### TASK ITEM:
Ignoring the pictures, repeat every entry below exactly as it appears.
>>>>>
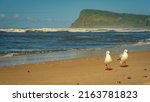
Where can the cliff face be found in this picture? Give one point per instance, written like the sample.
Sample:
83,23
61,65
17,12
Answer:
98,18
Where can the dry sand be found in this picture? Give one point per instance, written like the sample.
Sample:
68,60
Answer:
83,71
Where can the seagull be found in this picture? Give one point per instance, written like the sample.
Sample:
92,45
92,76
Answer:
108,60
123,58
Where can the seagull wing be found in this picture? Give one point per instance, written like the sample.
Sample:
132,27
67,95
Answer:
120,56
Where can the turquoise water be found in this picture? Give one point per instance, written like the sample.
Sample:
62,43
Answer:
23,48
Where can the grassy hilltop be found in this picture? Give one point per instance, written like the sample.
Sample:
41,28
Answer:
97,18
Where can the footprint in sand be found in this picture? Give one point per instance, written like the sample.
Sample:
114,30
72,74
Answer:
129,78
145,76
118,82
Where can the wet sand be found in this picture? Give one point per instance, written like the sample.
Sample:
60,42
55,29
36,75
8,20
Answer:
80,71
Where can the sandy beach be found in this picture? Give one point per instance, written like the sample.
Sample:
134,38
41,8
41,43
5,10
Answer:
80,71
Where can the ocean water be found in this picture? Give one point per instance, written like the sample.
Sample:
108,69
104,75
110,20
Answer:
32,47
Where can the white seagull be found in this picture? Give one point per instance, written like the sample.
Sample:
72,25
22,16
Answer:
123,58
108,60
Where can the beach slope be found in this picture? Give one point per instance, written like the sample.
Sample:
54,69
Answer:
80,71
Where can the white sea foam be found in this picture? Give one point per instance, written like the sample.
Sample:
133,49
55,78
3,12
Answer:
142,42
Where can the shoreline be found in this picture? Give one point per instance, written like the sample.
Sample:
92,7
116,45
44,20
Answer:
102,29
83,71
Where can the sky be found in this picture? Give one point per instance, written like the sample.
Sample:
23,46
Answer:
60,13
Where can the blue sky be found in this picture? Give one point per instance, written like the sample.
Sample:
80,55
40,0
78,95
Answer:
60,13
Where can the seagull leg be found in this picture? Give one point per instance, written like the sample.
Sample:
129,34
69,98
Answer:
110,68
107,68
<<<<<
### YOUR RESPONSE:
Where can the cliff face be found in this picture? Give one point per instance, written like the sample.
Sample:
83,23
61,65
17,12
Answer:
98,18
Where can the dry sand be found in this picture? Give one point per instance, written like the sample.
Sample:
68,60
Answer:
83,71
Where can the seagull be found in this picture? Give one point per instance, written like the sample.
Sample:
92,45
92,76
Answer:
108,60
123,58
Where can the seagull wing be found in this picture? Give one point per instance, written like the sample.
Sample:
132,27
67,95
Answer:
120,56
Where can the turquoise water be found in this picture? Give one point per instance, written like the sample.
Sample:
62,43
Answer:
23,48
Where can the grassy hilltop be found in this picture? Give one point per instance, written like the sample.
Sample:
41,28
Answer:
97,18
Where can the footprint in sand be found in this picture? Give one point per instance, written like the sample.
Sample:
114,30
72,74
Answer:
129,78
145,76
118,82
Where can the wet sand be found in this picture? Give one point per instance, written like the sample.
Sample:
60,42
55,29
36,75
8,20
Answer:
80,71
Where can the sandy beach be found in this picture? Give one point per instance, written like the sample.
Sample:
134,38
41,8
41,43
5,10
Answer:
80,71
Where can the ocean water be found in this picture? Give one point per instance, written like the sample.
Sample:
108,69
104,75
110,20
Answer:
32,47
Where can the white seagull be found in this picture? Give one point per instance, written like the sample.
Sample:
72,25
22,16
Answer:
123,58
108,60
Where can the beach slope be found in this picture? Give one point per instance, written like the sample.
Sample:
54,69
Answer:
80,71
Where can the white sea foam be found in this picture? Give one point per instance, written like the sample.
Sample:
133,49
55,78
3,12
Answer:
142,42
Where can the shoreline be found in this picture? Give one point per instance, written like the sample.
Sample:
92,7
116,45
44,20
Answer:
102,29
83,71
Where can the sky be found in this picture? Give one point per instance, written like the sample.
Sample:
23,46
Answer:
60,13
Where can the blue sky be found in this picture? Give one point per instance, written like the sample.
Sample:
80,55
40,0
78,95
Answer:
60,13
Where can the seagull leg be found in this picture? Give one point per instance, written like the sample.
Sample:
129,34
69,98
Answer:
110,68
107,68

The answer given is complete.